> [PROBLEM]
Collect every line of the listing below that contains the word "building", and copy each one unchanged.

> [INPUT RECORDS]
--------------------------------------------------

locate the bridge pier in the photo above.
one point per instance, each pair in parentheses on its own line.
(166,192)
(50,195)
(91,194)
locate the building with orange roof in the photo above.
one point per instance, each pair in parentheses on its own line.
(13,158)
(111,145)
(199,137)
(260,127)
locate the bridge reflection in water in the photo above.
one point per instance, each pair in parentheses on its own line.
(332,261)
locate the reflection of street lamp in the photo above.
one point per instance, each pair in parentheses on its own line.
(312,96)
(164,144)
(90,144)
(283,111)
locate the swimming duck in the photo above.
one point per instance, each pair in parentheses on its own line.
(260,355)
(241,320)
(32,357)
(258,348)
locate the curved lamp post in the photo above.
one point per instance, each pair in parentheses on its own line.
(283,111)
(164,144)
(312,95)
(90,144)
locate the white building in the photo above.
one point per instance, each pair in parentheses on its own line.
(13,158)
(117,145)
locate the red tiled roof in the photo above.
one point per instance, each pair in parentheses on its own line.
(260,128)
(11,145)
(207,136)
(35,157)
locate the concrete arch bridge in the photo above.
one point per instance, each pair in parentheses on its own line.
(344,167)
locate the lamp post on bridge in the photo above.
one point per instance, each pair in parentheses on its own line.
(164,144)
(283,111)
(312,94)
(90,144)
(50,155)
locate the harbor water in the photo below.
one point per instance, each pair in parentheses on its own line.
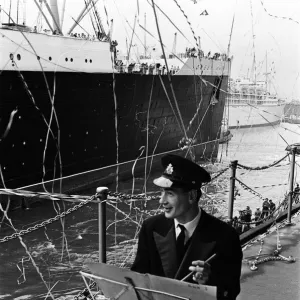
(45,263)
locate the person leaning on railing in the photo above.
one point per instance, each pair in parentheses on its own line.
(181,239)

--------------------------------------------------

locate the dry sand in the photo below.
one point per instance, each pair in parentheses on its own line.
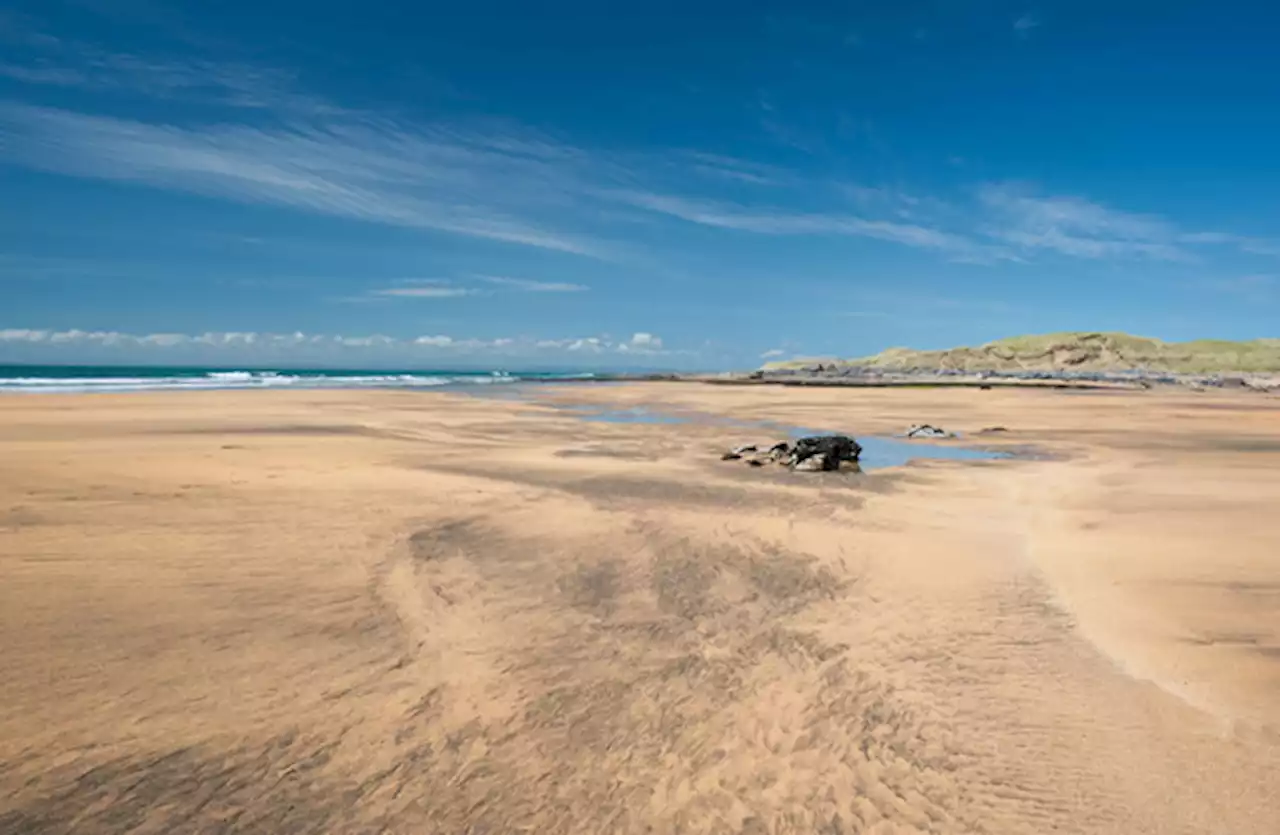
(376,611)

--------------------------------------------------

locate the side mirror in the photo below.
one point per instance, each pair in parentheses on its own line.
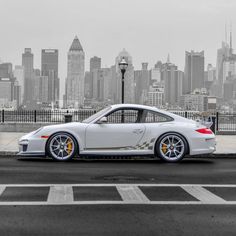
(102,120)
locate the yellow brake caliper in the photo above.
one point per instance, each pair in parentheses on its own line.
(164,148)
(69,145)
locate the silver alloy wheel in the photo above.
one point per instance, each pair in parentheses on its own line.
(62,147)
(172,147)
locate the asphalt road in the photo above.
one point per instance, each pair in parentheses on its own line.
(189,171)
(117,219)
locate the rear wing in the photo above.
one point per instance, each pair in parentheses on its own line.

--------------------------------------------------

> [RESPONSE TO THIS EXERCISE]
locate the building with orange roof in the photo above.
locate the white building in the photo above.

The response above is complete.